> RECORDS PROVIDED:
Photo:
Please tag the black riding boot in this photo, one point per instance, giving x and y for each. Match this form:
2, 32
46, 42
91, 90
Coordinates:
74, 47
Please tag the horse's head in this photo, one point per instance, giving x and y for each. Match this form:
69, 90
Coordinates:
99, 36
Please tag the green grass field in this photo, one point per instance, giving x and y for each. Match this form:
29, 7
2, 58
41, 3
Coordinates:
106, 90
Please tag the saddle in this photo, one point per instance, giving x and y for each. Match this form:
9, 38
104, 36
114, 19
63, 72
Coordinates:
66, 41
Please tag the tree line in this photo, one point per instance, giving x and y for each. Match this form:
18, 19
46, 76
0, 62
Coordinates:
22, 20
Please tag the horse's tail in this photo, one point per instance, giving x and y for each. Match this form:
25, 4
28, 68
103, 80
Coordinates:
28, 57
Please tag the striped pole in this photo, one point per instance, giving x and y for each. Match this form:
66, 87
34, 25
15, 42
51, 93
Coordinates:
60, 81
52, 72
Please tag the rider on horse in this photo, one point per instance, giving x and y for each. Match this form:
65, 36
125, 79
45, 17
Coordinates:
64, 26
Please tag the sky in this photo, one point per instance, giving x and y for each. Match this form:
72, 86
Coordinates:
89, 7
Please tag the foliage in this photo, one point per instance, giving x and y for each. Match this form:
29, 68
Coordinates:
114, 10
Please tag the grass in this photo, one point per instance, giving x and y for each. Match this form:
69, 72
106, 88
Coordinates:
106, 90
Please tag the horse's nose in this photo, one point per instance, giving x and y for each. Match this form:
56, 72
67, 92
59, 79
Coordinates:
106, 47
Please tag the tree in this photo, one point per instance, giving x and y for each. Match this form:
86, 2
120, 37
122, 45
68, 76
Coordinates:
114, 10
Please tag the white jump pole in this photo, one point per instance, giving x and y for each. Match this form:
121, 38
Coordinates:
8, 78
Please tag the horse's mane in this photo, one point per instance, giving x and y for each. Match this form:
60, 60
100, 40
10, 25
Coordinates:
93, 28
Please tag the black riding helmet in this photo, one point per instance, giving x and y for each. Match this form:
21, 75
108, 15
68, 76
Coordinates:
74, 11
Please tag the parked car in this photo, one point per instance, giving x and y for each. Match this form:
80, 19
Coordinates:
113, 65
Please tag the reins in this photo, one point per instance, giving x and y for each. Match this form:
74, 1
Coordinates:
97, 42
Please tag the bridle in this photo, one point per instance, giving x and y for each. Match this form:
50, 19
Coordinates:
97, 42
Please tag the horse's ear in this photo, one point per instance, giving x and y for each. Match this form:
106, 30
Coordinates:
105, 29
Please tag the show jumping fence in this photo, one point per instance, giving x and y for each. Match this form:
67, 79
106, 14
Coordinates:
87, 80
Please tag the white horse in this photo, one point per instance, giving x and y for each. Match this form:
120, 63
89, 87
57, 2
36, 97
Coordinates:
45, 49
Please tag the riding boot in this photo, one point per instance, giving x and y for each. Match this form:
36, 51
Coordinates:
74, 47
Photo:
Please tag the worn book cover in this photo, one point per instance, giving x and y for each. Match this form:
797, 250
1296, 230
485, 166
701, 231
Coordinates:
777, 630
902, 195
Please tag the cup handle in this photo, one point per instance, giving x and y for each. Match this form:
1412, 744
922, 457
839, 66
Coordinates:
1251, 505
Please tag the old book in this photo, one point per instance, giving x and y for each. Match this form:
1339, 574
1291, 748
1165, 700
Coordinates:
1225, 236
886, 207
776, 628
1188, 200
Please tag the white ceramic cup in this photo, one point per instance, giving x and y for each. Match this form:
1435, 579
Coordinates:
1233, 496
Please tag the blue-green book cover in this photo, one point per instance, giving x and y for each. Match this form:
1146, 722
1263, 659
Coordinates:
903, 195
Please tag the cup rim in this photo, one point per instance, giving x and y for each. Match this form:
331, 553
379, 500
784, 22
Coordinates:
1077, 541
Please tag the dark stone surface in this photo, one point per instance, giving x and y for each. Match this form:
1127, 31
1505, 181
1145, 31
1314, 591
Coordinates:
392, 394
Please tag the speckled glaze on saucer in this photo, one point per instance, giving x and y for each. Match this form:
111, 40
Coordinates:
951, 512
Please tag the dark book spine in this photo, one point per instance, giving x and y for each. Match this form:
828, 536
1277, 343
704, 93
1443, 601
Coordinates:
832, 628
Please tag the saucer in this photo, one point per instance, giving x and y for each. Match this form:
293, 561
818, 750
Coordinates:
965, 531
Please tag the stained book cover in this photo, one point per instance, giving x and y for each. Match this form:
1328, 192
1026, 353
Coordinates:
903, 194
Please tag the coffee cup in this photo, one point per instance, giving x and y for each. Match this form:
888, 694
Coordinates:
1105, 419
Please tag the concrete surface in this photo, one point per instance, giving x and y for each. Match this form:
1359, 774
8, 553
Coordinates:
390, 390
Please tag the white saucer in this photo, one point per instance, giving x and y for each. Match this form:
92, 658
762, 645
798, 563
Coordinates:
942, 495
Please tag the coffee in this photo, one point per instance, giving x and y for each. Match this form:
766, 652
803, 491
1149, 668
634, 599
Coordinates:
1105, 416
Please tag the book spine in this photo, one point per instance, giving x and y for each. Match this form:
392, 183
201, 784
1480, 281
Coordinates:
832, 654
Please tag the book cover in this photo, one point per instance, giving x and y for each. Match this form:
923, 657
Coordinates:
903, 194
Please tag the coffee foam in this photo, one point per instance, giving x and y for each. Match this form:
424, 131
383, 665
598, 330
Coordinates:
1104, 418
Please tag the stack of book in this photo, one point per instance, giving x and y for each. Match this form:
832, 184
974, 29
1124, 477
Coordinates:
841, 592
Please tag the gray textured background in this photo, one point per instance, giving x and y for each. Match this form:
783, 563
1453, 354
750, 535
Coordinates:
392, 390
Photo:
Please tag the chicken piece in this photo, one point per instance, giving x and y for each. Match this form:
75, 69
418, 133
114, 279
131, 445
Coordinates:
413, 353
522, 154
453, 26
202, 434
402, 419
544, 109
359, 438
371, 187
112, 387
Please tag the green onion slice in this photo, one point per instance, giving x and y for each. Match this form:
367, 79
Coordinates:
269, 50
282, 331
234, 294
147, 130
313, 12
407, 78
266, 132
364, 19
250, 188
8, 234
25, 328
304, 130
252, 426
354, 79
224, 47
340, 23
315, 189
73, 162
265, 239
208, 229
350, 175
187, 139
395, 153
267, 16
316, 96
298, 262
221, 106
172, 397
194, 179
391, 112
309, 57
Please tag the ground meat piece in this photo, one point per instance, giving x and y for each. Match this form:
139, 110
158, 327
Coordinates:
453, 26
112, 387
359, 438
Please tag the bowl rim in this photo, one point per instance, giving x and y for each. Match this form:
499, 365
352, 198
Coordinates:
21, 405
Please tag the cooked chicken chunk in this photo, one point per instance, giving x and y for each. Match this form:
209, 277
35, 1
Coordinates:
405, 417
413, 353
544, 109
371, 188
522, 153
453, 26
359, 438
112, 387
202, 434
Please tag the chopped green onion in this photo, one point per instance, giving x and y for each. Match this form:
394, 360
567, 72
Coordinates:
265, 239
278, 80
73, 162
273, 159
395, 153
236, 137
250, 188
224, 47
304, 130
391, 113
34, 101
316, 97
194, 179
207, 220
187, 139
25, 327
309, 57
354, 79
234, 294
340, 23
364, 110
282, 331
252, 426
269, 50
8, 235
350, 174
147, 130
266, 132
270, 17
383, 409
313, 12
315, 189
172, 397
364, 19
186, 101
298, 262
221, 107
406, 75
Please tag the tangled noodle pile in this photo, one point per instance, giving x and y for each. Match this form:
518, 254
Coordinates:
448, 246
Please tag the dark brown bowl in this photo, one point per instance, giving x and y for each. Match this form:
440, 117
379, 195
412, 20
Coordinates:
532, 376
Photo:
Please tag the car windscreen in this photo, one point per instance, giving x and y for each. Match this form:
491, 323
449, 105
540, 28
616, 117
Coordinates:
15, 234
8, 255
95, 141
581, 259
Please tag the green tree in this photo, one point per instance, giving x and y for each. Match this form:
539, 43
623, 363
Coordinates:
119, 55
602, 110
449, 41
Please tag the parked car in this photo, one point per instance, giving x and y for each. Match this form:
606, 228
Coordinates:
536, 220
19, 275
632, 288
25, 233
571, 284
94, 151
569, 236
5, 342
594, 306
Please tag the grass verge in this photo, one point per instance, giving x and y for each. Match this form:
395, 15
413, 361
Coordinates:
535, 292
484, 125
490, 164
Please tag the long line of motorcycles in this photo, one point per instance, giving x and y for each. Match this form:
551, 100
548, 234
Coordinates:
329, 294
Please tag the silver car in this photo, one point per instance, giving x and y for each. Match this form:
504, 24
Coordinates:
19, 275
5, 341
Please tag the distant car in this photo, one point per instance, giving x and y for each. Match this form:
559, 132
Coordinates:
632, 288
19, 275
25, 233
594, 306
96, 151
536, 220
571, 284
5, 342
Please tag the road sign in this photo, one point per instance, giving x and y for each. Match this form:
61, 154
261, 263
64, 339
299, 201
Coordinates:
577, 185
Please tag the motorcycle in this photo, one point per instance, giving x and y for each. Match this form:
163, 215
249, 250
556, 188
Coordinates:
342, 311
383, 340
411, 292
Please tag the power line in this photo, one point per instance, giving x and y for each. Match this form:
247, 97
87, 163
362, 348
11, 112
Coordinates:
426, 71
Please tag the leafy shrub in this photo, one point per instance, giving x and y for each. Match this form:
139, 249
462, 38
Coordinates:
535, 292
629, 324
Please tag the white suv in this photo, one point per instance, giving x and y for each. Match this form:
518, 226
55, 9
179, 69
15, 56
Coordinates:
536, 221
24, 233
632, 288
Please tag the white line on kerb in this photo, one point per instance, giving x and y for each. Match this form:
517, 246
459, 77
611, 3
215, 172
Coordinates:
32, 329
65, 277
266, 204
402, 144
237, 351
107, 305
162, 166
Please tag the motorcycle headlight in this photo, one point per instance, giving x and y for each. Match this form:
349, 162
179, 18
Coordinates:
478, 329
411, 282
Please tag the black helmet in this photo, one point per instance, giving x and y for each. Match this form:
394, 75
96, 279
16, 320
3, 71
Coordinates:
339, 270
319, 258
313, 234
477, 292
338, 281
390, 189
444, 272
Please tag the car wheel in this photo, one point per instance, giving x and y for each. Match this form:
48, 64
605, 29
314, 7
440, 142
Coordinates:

> ACTIVITY: For this task, copy every line of the material in which "green" appears.

> ANSWER SPACE:
Please tag the green grass field in this photo, one point per instance, giving x and y for each. Match this form:
Please tag the blue-green book cover in this photo, one point per instance, giving x and y for each. Match this form:
Please tag the green onion slice in this photo, one point per instance, giving x and y for each. Match this form:
Please tag the chopped green onion in this photo, one point per instance, giving x and y for each. Match this form:
Please tag the green tree in this photo, one point per instance, giving x and y for each. Match this form:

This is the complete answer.